Texto em estudo:

---------------

WireImage for Live Nation

É verdade que chegou a pedi-la em casamento? 
Sim, sim, muitas vezes.

Mesmo? 
Sim! Sabia que ela ia dizer que não, não vou dizer porquê [risos]. Mas gostava muito dela, sou um grande fã e do que ela representa. É muito inteligente e uma mulher com muita força.

Nos anos 1990 fez um programa de culto na televisão inglesa, o Eurotrash. Há pouco tempo foi jurado na versão francesa de Dança Comigo, experiência de que não gostou particularmente… 
É verdade.

Voltaria a fazer um programa de televisão? 
Não. Se fosse sobre moda, talvez, mas não enquanto apresentador. Talvez faça um projeto diferente do meu Fashion Freak Show, uma peça, para teatro, mas um programa de televisão sobre mim, não sei… Sou alguém que prefere ficar na sombra. Não gosto de ter o foco em mim, prefiro pôr o foco nos outros.

Mas está prestes a mostrar um espetáculo sobre a sua vida.

---------------

O que fazer:
- 1) Segundo a entrevista, em que década foi feito o programa Eurotrash na televisão inglesa?
- 2) Enumere todos os programas ou espetáculos mencionados pelo título na entrevista.
- 3) Transcreva da entrevista o trecho que vai desde "Sim, sim, muitas" até "com muita força.", inclusive.

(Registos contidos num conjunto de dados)
---------------

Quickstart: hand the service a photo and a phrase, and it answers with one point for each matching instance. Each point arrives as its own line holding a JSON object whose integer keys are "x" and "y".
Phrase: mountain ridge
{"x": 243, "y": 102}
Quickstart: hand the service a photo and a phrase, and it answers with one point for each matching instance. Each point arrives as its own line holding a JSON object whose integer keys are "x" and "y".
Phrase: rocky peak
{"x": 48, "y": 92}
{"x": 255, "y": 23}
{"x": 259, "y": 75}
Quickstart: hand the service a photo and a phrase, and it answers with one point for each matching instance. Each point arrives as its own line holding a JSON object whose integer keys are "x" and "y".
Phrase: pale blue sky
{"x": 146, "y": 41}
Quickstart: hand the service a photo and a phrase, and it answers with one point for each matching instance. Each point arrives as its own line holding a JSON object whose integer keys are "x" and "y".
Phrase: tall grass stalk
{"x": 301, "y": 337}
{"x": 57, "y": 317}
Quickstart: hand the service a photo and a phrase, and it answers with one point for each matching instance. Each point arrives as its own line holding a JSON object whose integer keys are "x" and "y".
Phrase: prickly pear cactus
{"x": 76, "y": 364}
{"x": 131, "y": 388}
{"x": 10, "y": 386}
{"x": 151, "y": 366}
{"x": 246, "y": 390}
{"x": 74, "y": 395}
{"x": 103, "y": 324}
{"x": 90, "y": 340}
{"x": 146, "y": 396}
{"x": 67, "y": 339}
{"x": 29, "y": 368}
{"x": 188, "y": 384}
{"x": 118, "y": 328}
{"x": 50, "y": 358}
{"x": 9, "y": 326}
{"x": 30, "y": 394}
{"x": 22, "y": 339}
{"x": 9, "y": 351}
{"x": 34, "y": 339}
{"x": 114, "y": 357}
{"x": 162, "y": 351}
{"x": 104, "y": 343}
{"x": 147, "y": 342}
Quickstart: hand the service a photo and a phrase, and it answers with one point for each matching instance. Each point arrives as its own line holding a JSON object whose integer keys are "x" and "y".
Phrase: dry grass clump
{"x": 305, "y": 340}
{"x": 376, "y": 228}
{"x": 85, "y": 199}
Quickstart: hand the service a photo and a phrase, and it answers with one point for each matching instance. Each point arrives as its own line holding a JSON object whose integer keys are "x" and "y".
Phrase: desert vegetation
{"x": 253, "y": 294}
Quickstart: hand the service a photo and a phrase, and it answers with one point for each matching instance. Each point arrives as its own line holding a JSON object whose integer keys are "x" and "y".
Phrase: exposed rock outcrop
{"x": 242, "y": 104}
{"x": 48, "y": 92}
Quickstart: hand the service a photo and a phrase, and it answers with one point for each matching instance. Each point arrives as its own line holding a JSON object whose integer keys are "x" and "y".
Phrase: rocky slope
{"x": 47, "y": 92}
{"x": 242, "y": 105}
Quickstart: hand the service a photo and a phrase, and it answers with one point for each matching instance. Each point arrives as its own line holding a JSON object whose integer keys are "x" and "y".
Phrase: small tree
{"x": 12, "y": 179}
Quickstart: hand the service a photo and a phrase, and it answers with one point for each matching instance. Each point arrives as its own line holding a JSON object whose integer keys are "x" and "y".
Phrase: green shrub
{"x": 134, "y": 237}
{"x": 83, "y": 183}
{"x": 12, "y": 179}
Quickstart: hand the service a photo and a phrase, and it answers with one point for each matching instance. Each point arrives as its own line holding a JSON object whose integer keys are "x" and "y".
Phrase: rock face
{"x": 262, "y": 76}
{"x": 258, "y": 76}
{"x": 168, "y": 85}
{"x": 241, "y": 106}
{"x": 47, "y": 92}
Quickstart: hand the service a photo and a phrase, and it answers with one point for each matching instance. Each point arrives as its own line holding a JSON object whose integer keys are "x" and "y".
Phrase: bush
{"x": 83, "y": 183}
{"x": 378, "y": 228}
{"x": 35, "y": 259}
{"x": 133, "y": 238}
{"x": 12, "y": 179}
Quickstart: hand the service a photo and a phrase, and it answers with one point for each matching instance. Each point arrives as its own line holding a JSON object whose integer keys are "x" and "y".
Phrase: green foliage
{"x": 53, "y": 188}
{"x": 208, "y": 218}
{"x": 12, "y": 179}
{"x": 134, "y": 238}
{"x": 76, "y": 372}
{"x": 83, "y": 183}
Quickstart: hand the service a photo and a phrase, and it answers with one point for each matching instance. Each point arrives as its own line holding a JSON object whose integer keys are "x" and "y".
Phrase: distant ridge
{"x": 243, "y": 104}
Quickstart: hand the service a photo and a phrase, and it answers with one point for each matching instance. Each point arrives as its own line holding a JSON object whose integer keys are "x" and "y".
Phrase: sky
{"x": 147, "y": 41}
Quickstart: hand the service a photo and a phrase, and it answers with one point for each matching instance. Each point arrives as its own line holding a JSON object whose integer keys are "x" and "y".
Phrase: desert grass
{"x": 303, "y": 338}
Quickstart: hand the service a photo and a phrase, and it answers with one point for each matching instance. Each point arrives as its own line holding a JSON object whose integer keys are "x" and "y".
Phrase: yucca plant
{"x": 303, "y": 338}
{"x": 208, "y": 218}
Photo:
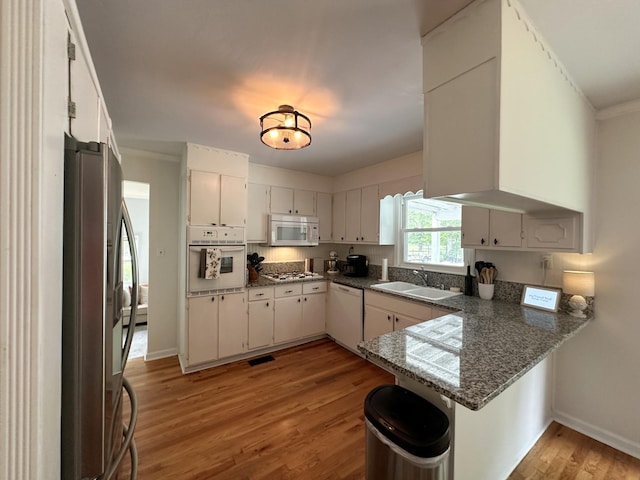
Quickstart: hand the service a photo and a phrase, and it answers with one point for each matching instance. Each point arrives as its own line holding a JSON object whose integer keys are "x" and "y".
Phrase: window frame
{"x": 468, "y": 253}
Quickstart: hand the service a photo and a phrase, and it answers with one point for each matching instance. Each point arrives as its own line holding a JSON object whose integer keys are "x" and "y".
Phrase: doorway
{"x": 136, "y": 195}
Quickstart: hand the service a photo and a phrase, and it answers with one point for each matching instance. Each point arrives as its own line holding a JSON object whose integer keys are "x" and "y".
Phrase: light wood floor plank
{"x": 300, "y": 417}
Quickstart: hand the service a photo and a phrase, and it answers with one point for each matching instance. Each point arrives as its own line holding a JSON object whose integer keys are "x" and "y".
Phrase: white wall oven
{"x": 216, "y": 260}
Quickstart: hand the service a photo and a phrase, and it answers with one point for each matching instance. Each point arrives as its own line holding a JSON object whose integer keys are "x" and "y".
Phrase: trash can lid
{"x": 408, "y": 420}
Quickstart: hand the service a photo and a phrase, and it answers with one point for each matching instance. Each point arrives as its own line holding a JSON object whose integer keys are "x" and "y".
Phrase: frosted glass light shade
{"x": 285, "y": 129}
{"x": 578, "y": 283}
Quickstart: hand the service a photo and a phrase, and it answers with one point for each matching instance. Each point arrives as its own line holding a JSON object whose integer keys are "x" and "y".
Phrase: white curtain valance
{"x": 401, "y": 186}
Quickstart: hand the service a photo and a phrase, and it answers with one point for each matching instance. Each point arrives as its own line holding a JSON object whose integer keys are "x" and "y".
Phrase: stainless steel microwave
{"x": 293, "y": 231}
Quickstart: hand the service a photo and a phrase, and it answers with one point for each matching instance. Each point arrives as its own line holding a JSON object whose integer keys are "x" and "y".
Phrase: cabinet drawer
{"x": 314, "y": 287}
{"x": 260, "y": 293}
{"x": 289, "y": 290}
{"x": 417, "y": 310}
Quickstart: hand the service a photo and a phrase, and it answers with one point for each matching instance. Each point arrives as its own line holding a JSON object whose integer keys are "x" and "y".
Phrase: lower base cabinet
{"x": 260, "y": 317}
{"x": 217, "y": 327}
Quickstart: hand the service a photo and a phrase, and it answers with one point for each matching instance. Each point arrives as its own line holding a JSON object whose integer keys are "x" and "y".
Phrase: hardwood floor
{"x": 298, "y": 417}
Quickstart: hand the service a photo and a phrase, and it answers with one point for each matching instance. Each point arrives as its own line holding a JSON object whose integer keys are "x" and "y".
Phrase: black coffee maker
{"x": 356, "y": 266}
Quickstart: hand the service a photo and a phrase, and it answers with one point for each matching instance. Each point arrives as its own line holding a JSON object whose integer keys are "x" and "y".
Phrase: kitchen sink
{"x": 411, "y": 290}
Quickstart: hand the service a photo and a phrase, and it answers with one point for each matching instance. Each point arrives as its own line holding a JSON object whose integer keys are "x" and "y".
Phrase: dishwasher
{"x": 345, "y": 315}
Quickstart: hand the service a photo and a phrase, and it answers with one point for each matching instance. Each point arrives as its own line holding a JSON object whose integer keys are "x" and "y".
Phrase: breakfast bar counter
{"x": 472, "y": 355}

---------------

Respostas às tarefas:
- 1) Nos anos 1990.

- 2) Eurotrash, Dança Comigo, Fashion Freak Show

- 3)
Sim, sim, muitas vezes.

Mesmo? 
Sim! Sabia que ela ia dizer que não, não vou dizer porquê [risos]. Mas gostava muito dela, sou um grande fã e do que ela representa. É muito inteligente e uma mulher com muita força.